_Text shown_.
The China That Emerges After Coronavirus Will Be A Cashless Society

Freezing cross-province transfers and replacing $86 billion in paper yuan is only consolidating a process of surveillance where Beijing can monitor all transactions.

It’s still getting bad in China, where reported coronavirus cases are doubling every 7-10 days. Until that exponential contagion curve flattens out, we just don’t know how far the outbreak spreads or how fast the government will ultimately be able to contain it.

The society that emerges is going to play by different rules. And it starts with Beijing locking down even more of the second-biggest economy in history. 

Cash was already going away in China. Now it turns out that the virus shows up on old paper money and can live there for days.

Every time every one of those infected yuan notes moves from hand to hand, it’s another infection vector. If you handle the wrong money, you’re literally carrying the plague.

Naturally that makes people much less eager to accept cash. Luckily there are payment apps to keep everything clean and digital.

_Exercise prompt_.
Rewrite the part of the article on cashless China starting at "The society that" and ending at "economy in history.", changing "rules" to "standards". Work only from the article above.

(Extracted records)
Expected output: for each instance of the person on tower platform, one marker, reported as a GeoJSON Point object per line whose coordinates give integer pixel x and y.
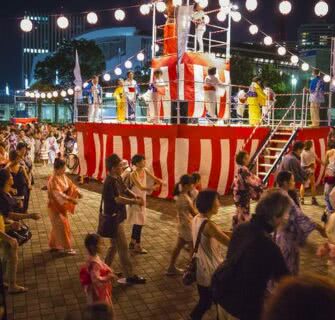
{"type": "Point", "coordinates": [256, 99]}
{"type": "Point", "coordinates": [212, 83]}
{"type": "Point", "coordinates": [131, 90]}
{"type": "Point", "coordinates": [198, 19]}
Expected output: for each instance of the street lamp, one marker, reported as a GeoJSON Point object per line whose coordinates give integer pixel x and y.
{"type": "Point", "coordinates": [285, 7]}
{"type": "Point", "coordinates": [321, 8]}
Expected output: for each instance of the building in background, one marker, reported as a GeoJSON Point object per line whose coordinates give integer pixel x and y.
{"type": "Point", "coordinates": [315, 36]}
{"type": "Point", "coordinates": [117, 45]}
{"type": "Point", "coordinates": [45, 38]}
{"type": "Point", "coordinates": [120, 44]}
{"type": "Point", "coordinates": [314, 42]}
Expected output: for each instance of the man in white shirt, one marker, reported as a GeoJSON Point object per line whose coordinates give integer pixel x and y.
{"type": "Point", "coordinates": [212, 83]}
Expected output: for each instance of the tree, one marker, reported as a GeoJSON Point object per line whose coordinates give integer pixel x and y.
{"type": "Point", "coordinates": [91, 59]}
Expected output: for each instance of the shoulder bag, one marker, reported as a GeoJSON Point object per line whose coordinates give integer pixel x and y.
{"type": "Point", "coordinates": [190, 273]}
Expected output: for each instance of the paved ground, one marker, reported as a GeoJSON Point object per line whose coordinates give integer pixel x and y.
{"type": "Point", "coordinates": [53, 282]}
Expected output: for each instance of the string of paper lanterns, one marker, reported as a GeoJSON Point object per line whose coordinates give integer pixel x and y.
{"type": "Point", "coordinates": [140, 56]}
{"type": "Point", "coordinates": [321, 9]}
{"type": "Point", "coordinates": [282, 51]}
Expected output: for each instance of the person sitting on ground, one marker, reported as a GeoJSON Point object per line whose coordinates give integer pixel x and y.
{"type": "Point", "coordinates": [253, 259]}
{"type": "Point", "coordinates": [115, 197]}
{"type": "Point", "coordinates": [99, 286]}
{"type": "Point", "coordinates": [9, 219]}
{"type": "Point", "coordinates": [292, 163]}
{"type": "Point", "coordinates": [95, 311]}
{"type": "Point", "coordinates": [307, 297]}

_Task solution_.
The society that emerges is going to play by different standards. And it starts with Beijing locking down even more of the second-biggest economy in history.